> ÉNONCÉ
Repérez dans le listing ci-dessous chaque ligne où figure le mot « grass », puis recopiez-la intégralement.

··· DONNÉES FOURNIES ···

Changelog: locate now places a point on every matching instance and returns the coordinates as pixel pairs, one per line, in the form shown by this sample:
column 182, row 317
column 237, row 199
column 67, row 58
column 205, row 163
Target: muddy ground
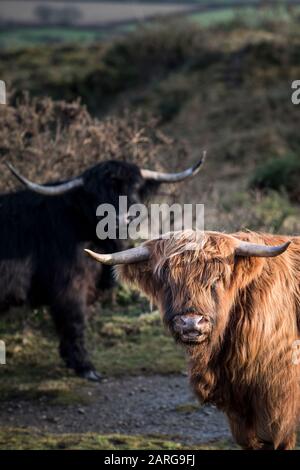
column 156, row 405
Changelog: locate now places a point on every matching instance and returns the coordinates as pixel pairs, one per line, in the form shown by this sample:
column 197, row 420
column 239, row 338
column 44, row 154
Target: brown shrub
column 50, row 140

···
··· DONNÉES FOURNIES ···

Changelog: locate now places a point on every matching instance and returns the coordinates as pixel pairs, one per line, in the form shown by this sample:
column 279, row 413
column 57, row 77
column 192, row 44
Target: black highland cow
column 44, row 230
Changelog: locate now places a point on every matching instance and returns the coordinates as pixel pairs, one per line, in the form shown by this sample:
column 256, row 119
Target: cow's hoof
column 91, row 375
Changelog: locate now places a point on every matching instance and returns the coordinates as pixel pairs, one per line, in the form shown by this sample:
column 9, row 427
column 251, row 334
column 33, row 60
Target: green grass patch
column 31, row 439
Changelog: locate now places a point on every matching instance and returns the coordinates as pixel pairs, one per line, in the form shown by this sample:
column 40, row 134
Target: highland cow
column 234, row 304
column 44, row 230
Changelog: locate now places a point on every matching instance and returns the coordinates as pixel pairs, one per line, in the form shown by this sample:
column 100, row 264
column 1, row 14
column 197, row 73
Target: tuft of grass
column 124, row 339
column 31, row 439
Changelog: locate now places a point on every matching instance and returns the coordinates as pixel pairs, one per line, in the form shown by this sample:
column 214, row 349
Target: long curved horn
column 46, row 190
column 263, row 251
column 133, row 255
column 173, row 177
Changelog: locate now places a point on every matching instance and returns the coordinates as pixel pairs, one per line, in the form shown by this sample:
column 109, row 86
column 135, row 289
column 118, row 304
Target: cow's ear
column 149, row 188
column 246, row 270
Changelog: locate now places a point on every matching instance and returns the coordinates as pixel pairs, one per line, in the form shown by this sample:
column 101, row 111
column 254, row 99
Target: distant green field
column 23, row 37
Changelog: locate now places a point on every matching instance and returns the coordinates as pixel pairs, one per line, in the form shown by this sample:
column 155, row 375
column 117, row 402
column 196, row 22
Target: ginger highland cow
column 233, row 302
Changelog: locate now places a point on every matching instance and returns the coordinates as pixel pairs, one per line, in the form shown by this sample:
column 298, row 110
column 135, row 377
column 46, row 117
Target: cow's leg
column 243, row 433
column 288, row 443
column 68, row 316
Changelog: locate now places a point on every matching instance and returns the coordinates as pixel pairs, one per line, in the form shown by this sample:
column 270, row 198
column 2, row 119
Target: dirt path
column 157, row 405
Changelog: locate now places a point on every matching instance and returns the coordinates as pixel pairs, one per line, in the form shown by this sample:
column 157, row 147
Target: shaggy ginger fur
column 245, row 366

···

> CORRIGÉ
Target: green grass patch
Target: tuft of grass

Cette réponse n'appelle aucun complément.